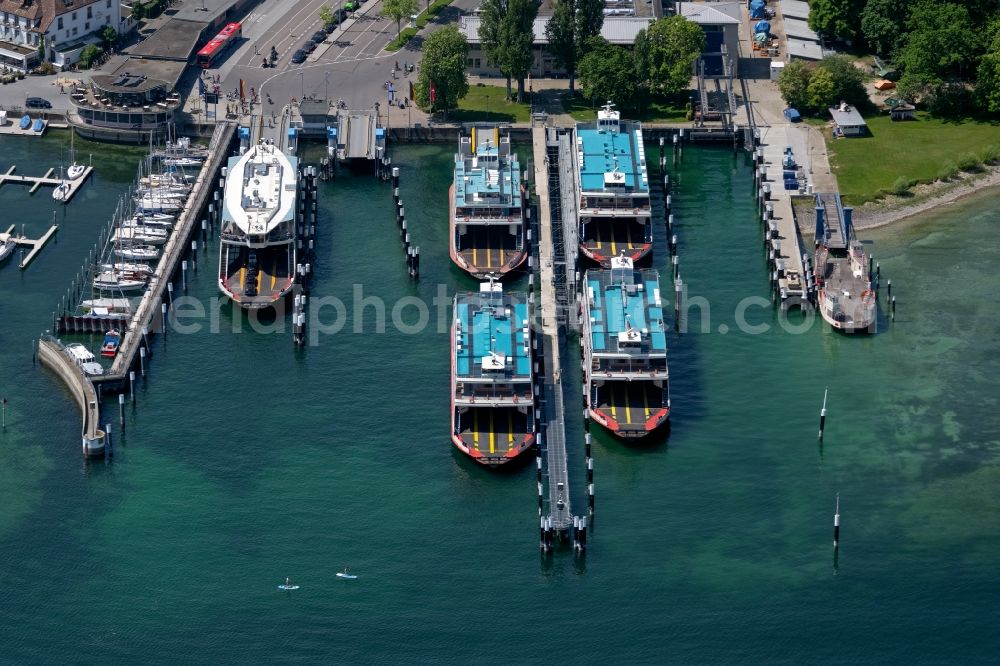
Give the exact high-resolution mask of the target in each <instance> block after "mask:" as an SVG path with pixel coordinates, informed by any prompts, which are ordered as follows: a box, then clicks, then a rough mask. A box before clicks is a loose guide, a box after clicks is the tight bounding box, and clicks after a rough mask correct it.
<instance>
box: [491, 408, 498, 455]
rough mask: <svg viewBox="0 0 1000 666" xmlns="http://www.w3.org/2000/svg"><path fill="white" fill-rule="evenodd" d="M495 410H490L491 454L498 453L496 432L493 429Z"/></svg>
mask: <svg viewBox="0 0 1000 666" xmlns="http://www.w3.org/2000/svg"><path fill="white" fill-rule="evenodd" d="M495 411H496V410H495V409H491V410H490V453H496V450H497V449H496V432H495V431H494V429H493V412H495Z"/></svg>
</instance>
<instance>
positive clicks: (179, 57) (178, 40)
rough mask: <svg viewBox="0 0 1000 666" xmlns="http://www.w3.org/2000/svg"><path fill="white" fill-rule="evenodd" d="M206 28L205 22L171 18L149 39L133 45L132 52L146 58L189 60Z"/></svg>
mask: <svg viewBox="0 0 1000 666" xmlns="http://www.w3.org/2000/svg"><path fill="white" fill-rule="evenodd" d="M204 28H205V25H204V24H203V23H194V22H191V21H182V20H180V19H176V18H175V19H171V20H170V21H167V22H166V23H165V24H163V26H161V27H160V28H159V29H158V30H157V31H156V32H154V33H153V34H152V35H151V36H150V37H149V38H148V39H146V40H145V41H143V42H141V43H140V44H137V45H136V46H135V47H133V48H132V50H131V54H132V55H135V56H140V57H145V58H156V59H160V60H183V61H184V62H187V60H188V58H190V57H191V53H192V52H193V51H194V48H195V45H196V44H197V43H198V39H199V38H200V37H201V32H202V30H204Z"/></svg>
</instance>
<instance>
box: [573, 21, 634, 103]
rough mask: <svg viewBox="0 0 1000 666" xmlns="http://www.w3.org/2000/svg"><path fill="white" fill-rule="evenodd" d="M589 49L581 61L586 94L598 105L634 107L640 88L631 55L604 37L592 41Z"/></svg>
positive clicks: (581, 79)
mask: <svg viewBox="0 0 1000 666" xmlns="http://www.w3.org/2000/svg"><path fill="white" fill-rule="evenodd" d="M586 46H587V54H586V55H584V56H583V58H581V59H580V85H581V86H582V88H583V94H584V95H585V96H586V97H588V98H589V99H591V100H593V101H597V102H604V101H605V100H611V101H614V102H617V103H618V104H619V105H622V106H624V105H626V104H629V103H631V102H632V101H633V100H634V99H635V97H636V91H637V90H638V87H639V81H638V75H637V73H636V69H635V63H634V61H633V59H632V53H631V52H630V51H629V50H627V49H625V48H623V47H621V46H615V45H614V44H611V43H610V42H608V40H606V39H604V38H603V37H591V38H590V40H589V41H588V43H587V45H586Z"/></svg>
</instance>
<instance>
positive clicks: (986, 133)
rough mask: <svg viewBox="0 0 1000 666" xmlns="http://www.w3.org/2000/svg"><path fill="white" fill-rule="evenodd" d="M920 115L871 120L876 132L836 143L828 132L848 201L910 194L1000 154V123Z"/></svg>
mask: <svg viewBox="0 0 1000 666" xmlns="http://www.w3.org/2000/svg"><path fill="white" fill-rule="evenodd" d="M917 118H918V120H911V121H899V122H892V121H891V120H890V119H889V116H888V115H885V116H875V117H871V118H866V119H865V122H866V123H867V124H868V129H869V131H870V134H871V135H870V136H865V137H858V138H845V139H837V140H835V141H831V140H830V132H829V130H824V132H823V134H824V137H825V138H826V141H827V147H828V152H829V156H830V167H831V170H832V171H833V172H834V173H835V174H836V175H837V183H838V185H839V188H840V193H841V194H842V195H843V197H844V199H845V201H847V202H848V203H851V204H854V205H858V204H862V203H864V202H866V201H875V200H877V199H880V198H881V197H883V196H884V195H886V194H902V195H905V194H906V193H907V191H908V190H909V188H910V187H912V186H914V185H918V184H924V183H933V182H934V181H936V180H941V181H947V180H950V179H952V178H954V177H955V176H957V175H958V174H959V172H960V171H965V172H975V171H978V170H980V169H981V168H982V165H983V164H984V163H993V162H995V161H996V160H997V159H998V158H1000V132H998V129H1000V123H996V122H983V121H977V120H964V121H961V122H956V121H947V120H940V119H937V118H932V117H930V116H928V115H927V114H925V113H918V114H917Z"/></svg>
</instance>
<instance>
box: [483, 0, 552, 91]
************
# What you should do:
Send back an exact copy of only the lines from the line with "box: [573, 21, 634, 103]" up to and including the line with "positive clicks: (986, 133)" in the data above.

# Written solution:
box: [573, 21, 634, 103]
rough mask: <svg viewBox="0 0 1000 666" xmlns="http://www.w3.org/2000/svg"><path fill="white" fill-rule="evenodd" d="M589 49L581 61L586 94L598 105L634 107L640 88L631 55L604 37L592 41Z"/></svg>
positive clicks: (581, 79)
mask: <svg viewBox="0 0 1000 666" xmlns="http://www.w3.org/2000/svg"><path fill="white" fill-rule="evenodd" d="M586 46H587V54H586V55H584V56H583V58H581V59H580V85H581V86H582V88H583V94H584V95H585V96H586V97H588V98H589V99H591V100H593V101H597V102H604V101H605V100H611V101H614V102H617V103H618V104H619V105H622V106H624V105H626V104H629V103H631V102H632V101H633V100H634V99H635V97H636V91H637V90H638V87H639V81H638V75H637V73H636V69H635V63H634V61H633V59H632V53H631V52H630V51H629V50H627V49H625V48H623V47H621V46H615V45H614V44H611V43H610V42H608V40H606V39H604V38H603V37H591V38H590V40H589V41H588V43H587V45H586Z"/></svg>
</instance>
<instance>
positive clicks: (986, 133)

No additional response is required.